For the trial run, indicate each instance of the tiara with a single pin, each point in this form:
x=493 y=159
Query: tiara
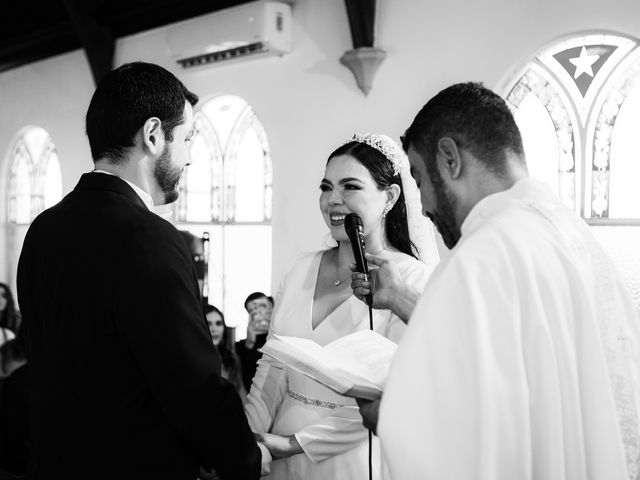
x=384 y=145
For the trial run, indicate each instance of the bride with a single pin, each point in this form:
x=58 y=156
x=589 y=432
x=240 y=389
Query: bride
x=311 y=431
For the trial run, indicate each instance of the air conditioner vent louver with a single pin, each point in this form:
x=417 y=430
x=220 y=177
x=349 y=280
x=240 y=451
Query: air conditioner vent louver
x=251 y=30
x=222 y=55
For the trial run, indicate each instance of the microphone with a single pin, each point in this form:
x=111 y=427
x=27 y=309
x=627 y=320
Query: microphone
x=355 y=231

------------

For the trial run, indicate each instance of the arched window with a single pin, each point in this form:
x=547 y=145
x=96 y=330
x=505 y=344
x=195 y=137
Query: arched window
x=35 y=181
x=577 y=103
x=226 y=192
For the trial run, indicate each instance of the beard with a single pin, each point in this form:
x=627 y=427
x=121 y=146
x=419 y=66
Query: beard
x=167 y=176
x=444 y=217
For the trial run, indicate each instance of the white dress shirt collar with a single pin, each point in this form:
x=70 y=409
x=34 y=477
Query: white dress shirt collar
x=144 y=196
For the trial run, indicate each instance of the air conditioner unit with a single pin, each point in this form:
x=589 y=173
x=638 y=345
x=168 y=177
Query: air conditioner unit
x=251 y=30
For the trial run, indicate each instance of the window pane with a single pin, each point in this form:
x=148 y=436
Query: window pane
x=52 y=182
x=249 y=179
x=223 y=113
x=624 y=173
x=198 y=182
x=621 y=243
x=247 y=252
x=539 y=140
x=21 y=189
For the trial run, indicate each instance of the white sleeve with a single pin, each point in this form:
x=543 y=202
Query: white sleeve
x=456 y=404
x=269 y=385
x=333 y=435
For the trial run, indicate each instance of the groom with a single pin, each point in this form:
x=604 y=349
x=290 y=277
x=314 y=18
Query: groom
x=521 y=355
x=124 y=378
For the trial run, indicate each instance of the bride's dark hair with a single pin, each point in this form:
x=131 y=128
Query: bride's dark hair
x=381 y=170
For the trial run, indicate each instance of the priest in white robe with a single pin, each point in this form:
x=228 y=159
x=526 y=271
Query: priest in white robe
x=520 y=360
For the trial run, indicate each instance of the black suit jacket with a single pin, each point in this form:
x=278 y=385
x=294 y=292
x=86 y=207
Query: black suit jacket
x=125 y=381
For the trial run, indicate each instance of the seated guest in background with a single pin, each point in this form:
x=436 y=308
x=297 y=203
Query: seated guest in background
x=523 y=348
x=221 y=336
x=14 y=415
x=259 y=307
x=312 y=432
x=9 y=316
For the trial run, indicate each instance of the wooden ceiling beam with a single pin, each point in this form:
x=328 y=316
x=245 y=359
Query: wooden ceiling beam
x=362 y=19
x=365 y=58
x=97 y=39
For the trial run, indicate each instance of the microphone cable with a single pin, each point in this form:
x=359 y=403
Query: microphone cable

------------

Copy out the stretch of material from the line containing "For the trial run, indicate each instance of the groom" through the line containing "Query: microphone cable", word for word.

For the trial run, indicate each instance of the groom with a single pin, each point in this form:
x=604 y=349
x=290 y=277
x=314 y=18
Query: groom
x=521 y=355
x=124 y=378
For the trial run, indicate each instance of the bride's dark hair with a single pin, each point in this form:
x=131 y=128
Query: bride's dark hair
x=381 y=170
For the trial run, indicate each instance of the priest in white robe with a single pin, each point in this form:
x=228 y=159
x=526 y=271
Query: priest in white robe
x=520 y=360
For the trial run, indicate each instance of the black suit jacket with a single pin, each point in this form:
x=278 y=385
x=294 y=292
x=86 y=207
Query: black suit jacket
x=125 y=381
For the trial run, indicate each instance of the seated guest in background with a single pin, each point in this form:
x=436 y=308
x=297 y=203
Query: seated guest in background
x=523 y=348
x=221 y=336
x=14 y=415
x=259 y=307
x=312 y=432
x=9 y=316
For the trial run, indicate each instance of the wooden ceiling beam with a single pin, each point in this form:
x=328 y=316
x=245 y=359
Query: wooden ceiling beam
x=362 y=19
x=365 y=58
x=97 y=39
For the trial run, indicate each instance of the microphone cable with a single pin, each point in this form:
x=359 y=403
Query: microphone cable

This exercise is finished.